> _Task prompt_: Only the lines of the data below from the one with "<point>281,124</point>" through the one with "<point>169,85</point>" are wanted. Repeat them exactly.

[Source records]
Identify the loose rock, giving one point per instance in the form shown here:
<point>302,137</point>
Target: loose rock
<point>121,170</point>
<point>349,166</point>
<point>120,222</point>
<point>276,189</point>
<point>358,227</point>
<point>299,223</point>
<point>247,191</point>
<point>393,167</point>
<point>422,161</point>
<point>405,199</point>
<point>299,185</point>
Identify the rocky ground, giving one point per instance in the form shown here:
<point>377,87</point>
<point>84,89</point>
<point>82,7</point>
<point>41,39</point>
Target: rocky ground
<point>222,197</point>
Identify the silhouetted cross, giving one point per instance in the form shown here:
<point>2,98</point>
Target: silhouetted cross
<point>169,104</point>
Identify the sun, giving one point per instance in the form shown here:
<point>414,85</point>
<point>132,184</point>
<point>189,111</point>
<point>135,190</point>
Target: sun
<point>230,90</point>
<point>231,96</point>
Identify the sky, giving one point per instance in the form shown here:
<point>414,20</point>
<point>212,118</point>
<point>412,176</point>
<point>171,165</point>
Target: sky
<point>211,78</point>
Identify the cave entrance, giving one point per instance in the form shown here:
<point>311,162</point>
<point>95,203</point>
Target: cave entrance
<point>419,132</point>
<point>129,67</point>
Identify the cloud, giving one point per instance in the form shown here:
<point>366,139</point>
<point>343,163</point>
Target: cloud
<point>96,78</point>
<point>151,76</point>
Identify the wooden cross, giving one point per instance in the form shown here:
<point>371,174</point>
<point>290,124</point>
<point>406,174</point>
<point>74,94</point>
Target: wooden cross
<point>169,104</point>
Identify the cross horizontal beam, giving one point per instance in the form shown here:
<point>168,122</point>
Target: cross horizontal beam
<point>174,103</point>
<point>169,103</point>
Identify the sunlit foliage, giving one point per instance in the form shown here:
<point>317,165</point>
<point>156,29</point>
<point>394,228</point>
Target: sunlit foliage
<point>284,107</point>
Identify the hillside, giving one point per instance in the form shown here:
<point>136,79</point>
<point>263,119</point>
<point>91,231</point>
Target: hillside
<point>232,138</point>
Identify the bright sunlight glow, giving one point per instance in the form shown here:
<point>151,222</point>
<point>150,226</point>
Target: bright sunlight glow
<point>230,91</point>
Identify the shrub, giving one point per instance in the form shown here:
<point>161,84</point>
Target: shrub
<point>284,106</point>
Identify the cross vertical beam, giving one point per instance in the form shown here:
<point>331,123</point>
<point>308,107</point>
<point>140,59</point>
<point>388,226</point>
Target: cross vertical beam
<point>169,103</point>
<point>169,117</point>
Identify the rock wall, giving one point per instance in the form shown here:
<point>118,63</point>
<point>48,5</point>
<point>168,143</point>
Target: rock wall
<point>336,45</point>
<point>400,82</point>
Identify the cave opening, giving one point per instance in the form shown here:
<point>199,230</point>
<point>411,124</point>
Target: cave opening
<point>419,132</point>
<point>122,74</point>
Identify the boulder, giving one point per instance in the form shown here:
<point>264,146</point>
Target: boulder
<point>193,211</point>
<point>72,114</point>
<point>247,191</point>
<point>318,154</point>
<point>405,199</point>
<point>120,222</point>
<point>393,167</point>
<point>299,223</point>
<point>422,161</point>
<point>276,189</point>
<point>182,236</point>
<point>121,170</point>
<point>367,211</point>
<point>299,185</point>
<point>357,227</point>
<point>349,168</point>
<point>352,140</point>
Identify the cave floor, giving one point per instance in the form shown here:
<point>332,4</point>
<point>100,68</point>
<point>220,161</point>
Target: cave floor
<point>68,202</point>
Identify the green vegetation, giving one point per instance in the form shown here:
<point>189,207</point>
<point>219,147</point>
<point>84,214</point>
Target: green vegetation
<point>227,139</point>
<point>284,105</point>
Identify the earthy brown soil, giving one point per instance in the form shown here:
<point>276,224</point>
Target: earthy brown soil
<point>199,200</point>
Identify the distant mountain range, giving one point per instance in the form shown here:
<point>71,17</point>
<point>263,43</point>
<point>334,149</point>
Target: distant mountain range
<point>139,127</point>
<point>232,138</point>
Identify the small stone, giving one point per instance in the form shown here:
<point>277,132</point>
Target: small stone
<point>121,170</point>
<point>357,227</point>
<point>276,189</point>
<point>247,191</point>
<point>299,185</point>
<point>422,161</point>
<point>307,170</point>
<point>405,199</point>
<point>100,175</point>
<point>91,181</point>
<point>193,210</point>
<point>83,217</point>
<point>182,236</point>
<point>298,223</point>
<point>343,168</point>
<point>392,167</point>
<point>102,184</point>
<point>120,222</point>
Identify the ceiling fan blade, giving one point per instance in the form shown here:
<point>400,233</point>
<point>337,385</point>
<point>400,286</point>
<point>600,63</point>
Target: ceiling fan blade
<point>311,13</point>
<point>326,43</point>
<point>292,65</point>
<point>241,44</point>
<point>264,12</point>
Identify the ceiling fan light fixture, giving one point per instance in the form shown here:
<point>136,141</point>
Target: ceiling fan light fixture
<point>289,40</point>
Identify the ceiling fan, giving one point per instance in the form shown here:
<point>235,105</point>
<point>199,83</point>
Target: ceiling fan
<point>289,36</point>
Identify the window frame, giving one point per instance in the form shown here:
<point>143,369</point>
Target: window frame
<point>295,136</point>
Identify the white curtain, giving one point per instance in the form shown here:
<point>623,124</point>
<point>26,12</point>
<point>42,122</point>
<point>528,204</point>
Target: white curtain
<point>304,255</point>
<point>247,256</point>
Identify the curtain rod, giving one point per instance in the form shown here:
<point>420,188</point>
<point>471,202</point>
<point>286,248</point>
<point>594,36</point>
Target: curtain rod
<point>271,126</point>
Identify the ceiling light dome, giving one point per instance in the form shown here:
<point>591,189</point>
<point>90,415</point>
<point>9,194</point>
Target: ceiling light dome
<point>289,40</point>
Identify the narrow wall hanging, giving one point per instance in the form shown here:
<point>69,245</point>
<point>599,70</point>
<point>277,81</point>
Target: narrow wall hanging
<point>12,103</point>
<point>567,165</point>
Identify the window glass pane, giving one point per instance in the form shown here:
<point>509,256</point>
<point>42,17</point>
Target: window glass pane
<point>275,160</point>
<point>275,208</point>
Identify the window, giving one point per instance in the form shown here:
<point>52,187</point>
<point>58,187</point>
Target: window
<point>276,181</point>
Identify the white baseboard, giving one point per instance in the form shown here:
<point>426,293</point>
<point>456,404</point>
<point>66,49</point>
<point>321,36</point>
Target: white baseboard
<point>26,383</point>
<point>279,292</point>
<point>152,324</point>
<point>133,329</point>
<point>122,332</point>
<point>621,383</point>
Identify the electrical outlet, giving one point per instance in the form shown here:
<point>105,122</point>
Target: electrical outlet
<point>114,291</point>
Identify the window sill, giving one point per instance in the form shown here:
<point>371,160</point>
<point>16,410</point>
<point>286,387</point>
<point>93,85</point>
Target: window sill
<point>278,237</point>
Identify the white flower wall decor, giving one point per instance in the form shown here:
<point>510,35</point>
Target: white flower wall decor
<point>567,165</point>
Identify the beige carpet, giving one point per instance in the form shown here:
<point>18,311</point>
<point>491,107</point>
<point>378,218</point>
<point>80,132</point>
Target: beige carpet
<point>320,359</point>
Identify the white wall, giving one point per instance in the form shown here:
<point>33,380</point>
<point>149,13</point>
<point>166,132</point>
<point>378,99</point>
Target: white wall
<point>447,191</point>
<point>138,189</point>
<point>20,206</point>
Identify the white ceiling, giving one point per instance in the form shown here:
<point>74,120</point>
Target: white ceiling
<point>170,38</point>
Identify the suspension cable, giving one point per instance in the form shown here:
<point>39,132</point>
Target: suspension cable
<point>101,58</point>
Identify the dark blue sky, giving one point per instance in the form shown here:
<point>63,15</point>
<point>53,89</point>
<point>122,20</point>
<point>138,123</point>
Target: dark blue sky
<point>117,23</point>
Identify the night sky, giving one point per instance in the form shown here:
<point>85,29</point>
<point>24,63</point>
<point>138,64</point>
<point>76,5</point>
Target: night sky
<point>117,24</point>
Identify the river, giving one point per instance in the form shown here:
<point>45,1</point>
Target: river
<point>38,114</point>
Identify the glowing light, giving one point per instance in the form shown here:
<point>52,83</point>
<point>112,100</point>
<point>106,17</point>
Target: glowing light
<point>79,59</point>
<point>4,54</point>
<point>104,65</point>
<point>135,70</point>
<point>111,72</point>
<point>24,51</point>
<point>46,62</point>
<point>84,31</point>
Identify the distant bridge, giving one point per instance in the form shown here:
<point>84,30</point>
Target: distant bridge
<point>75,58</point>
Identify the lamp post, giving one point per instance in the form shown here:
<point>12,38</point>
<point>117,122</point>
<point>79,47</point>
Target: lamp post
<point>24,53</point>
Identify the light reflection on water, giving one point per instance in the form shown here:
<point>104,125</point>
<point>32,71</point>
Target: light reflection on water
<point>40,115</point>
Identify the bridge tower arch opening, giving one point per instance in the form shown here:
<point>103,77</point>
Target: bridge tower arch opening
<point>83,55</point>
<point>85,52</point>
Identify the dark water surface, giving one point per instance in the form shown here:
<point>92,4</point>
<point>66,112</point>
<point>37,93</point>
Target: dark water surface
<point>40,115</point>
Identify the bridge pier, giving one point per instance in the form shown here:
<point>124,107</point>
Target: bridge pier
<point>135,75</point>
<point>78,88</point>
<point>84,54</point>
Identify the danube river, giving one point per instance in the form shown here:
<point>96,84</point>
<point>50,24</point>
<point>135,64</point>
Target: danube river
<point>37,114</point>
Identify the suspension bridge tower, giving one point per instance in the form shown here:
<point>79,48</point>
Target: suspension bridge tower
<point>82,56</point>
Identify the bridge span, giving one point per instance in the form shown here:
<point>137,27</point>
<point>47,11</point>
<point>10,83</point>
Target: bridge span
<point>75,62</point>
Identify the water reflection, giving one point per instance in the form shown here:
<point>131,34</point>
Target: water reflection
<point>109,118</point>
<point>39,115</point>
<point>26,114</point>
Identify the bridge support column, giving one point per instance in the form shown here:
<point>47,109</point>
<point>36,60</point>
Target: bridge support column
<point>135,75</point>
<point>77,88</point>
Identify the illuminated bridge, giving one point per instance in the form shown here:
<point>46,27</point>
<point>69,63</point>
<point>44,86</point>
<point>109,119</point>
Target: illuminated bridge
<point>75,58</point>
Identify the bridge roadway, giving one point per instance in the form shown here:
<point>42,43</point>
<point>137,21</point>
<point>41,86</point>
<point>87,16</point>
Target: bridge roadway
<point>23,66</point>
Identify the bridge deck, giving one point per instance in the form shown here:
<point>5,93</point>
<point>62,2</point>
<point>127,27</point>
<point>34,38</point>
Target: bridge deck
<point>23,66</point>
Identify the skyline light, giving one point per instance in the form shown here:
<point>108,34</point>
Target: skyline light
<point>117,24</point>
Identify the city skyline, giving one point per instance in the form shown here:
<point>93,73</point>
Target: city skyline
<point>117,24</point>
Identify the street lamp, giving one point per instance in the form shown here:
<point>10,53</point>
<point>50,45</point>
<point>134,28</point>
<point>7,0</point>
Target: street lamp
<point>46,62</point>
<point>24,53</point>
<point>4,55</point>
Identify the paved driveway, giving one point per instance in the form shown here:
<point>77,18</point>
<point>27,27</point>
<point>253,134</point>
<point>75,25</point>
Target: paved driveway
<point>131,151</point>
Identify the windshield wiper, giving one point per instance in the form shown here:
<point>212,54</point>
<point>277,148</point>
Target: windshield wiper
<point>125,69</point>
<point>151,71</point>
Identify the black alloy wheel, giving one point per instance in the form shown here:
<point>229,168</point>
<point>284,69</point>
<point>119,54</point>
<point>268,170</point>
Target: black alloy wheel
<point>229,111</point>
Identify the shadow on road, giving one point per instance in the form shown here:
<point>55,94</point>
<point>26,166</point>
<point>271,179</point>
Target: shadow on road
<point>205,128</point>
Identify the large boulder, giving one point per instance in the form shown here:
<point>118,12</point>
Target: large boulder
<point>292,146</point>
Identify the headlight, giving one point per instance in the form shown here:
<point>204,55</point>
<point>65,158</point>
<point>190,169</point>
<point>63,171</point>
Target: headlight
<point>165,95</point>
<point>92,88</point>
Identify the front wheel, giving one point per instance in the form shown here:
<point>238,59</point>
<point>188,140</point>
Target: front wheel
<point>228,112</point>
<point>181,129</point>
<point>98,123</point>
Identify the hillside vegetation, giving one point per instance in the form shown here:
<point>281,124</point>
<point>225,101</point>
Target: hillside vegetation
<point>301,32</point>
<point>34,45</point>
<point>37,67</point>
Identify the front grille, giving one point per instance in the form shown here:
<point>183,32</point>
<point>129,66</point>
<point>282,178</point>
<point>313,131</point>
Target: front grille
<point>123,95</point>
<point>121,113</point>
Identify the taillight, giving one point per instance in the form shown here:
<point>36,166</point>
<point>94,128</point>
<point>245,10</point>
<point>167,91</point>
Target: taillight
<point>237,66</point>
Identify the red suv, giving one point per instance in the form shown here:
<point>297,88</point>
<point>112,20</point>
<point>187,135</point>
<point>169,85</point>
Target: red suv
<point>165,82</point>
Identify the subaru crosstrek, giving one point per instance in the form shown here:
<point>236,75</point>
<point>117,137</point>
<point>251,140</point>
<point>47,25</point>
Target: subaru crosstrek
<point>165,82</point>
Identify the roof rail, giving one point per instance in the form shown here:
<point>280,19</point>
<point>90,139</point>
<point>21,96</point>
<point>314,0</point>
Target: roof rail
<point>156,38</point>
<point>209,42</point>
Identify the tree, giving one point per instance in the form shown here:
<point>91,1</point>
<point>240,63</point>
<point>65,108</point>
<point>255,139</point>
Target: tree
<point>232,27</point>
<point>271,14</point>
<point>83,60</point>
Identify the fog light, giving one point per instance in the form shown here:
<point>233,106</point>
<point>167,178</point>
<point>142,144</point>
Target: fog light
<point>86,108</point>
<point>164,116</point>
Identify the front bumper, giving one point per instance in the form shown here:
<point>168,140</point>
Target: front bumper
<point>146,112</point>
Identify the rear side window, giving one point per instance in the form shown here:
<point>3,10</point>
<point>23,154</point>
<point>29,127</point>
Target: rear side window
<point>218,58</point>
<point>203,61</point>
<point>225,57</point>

> _Your solution_:
<point>281,124</point>
<point>225,101</point>
Target: hillside vegetation
<point>301,32</point>
<point>34,45</point>
<point>37,67</point>
Identify the front grille, giving one point per instance in the form shown here:
<point>183,32</point>
<point>129,66</point>
<point>282,178</point>
<point>313,131</point>
Target: front grille
<point>123,95</point>
<point>121,113</point>
Identify the taillight, giving one point per instance in the form shown here:
<point>36,166</point>
<point>94,128</point>
<point>245,10</point>
<point>167,91</point>
Target: taillight
<point>237,66</point>
Identify the red suv, giving one point per instance in the form shown here:
<point>297,88</point>
<point>112,20</point>
<point>187,135</point>
<point>169,85</point>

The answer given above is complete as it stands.